_PASSAGE FOR REVIEW_:
........
Sir William Russell Flint was born in Edinburgh in 1880, son of the artist and illustrator Francis Wighton Flint. He received his formal training at the Royal Institution School of Art in Edinburgh and served a six-year apprenticeship as a lithographer and designer. At the age of 20 he moved to London to work as a medical illustrator. Three years later he began working as an illustrator for the Illustrated London News. As a result his work quickly gained recognition throughout Britain.
In 1912 Sir William Russell Flint moved to Italy, but his idyllic life as a freelance artist was interrupted by the onset of World War One. He joined the Royal Navy Air Service where he became Admiralty Assistant Overseer – Airships. After the war, Flint travelled to France and Spain. It was during this period that his work became more widely recognised and in 1924 he was elected Associate of the Royal Academy, becoming a full member in 1933. In 1936 he was made President of the Royal Society of Painters in Watercolours.
He moved back to London and in 1947 he was knighted. The Royal Academy staged a retrospective exhibition of his work in 1962 and he continued painting until his death on 30th December 1969 at the age of 89.
........
_EXERCISE BRIEF_: Revise the part of the Flint biography that opens with the words containing "He moved back" and closes with "the age of 89.", substituting "major" for "retrospective".

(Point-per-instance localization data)
........
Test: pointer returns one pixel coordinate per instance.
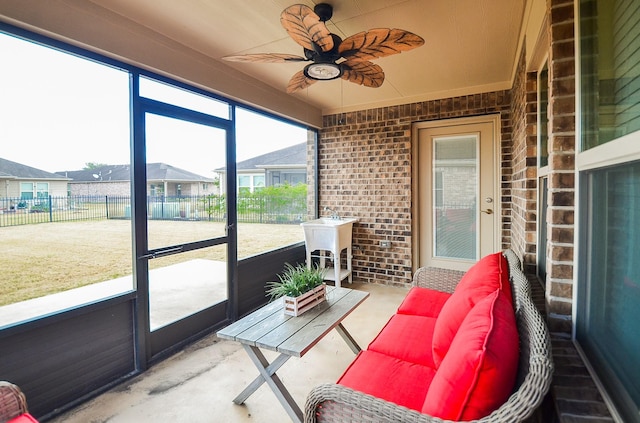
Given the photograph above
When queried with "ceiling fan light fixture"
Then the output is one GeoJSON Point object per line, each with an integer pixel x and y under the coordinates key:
{"type": "Point", "coordinates": [323, 71]}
........
_YOUR SOLUTION_:
He moved back to London and in 1947 he was knighted. The Royal Academy staged a major exhibition of his work in 1962 and he continued painting until his death on 30th December 1969 at the age of 89.